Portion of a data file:
------------------------------------
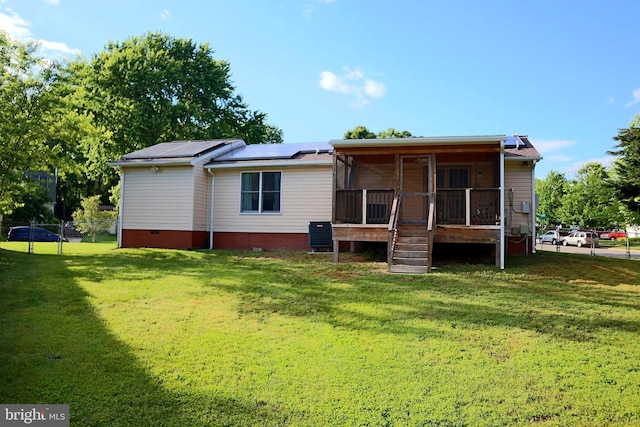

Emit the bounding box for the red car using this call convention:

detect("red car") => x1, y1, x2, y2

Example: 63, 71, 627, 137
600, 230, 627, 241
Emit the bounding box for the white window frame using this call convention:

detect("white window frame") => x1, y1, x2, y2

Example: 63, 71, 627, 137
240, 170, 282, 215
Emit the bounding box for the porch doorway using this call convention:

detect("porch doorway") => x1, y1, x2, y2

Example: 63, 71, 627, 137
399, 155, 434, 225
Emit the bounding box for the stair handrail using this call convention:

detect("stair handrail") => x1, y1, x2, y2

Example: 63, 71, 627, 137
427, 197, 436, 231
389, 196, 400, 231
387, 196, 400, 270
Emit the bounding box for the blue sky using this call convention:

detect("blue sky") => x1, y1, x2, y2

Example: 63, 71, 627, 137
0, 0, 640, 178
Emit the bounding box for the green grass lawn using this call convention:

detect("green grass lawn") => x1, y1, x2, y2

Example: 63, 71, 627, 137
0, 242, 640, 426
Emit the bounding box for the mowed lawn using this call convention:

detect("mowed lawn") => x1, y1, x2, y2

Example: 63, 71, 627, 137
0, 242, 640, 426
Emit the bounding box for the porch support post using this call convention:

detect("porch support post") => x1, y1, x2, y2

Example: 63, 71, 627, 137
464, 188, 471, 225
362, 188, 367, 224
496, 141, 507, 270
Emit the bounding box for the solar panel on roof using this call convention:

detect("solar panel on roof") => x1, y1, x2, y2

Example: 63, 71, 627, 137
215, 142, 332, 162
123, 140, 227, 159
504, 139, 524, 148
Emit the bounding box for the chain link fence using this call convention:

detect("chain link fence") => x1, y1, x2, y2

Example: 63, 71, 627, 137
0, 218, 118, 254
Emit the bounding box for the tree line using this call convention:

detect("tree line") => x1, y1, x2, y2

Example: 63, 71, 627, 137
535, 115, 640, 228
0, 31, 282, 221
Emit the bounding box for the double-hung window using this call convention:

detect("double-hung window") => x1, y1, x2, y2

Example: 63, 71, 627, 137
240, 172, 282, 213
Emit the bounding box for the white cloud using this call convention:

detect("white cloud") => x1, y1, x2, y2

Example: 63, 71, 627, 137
------------------------------------
Lay out the entries as a Markdown table with the columns Number and Text, one line per row, with blank lines left out. Begin at the start of the entries, stop after the line that contains "0, 218, 118, 254", and leave out the pictures.

| Number | Text |
|---|---|
| 1 | Emit the bounding box for the red car using this call convention: |
| 2 | detect("red car") => x1, y1, x2, y2 |
| 3 | Example: 63, 71, 627, 137 |
| 4 | 600, 230, 627, 241 |
| 5 | Emit the bounding box for the white window frame using this call convention: |
| 6 | detect("white window frame") => x1, y1, x2, y2 |
| 7 | Example: 63, 71, 627, 137 |
| 8 | 240, 170, 282, 215 |
| 9 | Emit the bounding box for the porch doorway using this call convention: |
| 10 | detect("porch doorway") => x1, y1, x2, y2 |
| 11 | Example: 63, 71, 627, 137 |
| 12 | 399, 155, 434, 225 |
| 13 | Emit the bounding box for the stair handrail using this call convention: |
| 14 | detect("stair handrail") => x1, y1, x2, y2 |
| 15 | Example: 63, 71, 627, 137 |
| 16 | 427, 197, 436, 231 |
| 17 | 389, 196, 400, 231 |
| 18 | 387, 196, 400, 270 |
| 19 | Emit the bounding box for the blue sky using this call convention: |
| 20 | detect("blue sky") => x1, y1, x2, y2 |
| 21 | Example: 63, 71, 627, 137 |
| 22 | 0, 0, 640, 178 |
| 23 | Emit the bounding box for the green grass lawn using this call convention: |
| 24 | detect("green grass lawn") => x1, y1, x2, y2 |
| 25 | Example: 63, 71, 627, 137 |
| 26 | 0, 242, 640, 426 |
| 27 | Emit the bounding box for the mowed lawn using this call convention: |
| 28 | detect("mowed lawn") => x1, y1, x2, y2 |
| 29 | Example: 63, 71, 627, 137 |
| 30 | 0, 242, 640, 426 |
| 31 | Emit the bounding box for the porch support post using this call convention: |
| 32 | detect("porch support post") => x1, y1, x2, y2 |
| 33 | Example: 63, 71, 627, 137 |
| 34 | 464, 188, 471, 225 |
| 35 | 362, 188, 367, 224 |
| 36 | 496, 141, 507, 270 |
| 37 | Emit the bounding box for the solar panel on roof using this call convention: |
| 38 | detect("solar panel on roof") => x1, y1, x2, y2 |
| 39 | Example: 63, 71, 627, 137 |
| 40 | 215, 142, 332, 162 |
| 41 | 123, 140, 227, 159 |
| 42 | 504, 139, 524, 148 |
| 43 | Emit the bounding box for the chain link fence using this call convention: |
| 44 | detect("chain link fence") => x1, y1, x2, y2 |
| 45 | Example: 63, 71, 627, 137 |
| 46 | 0, 218, 118, 254 |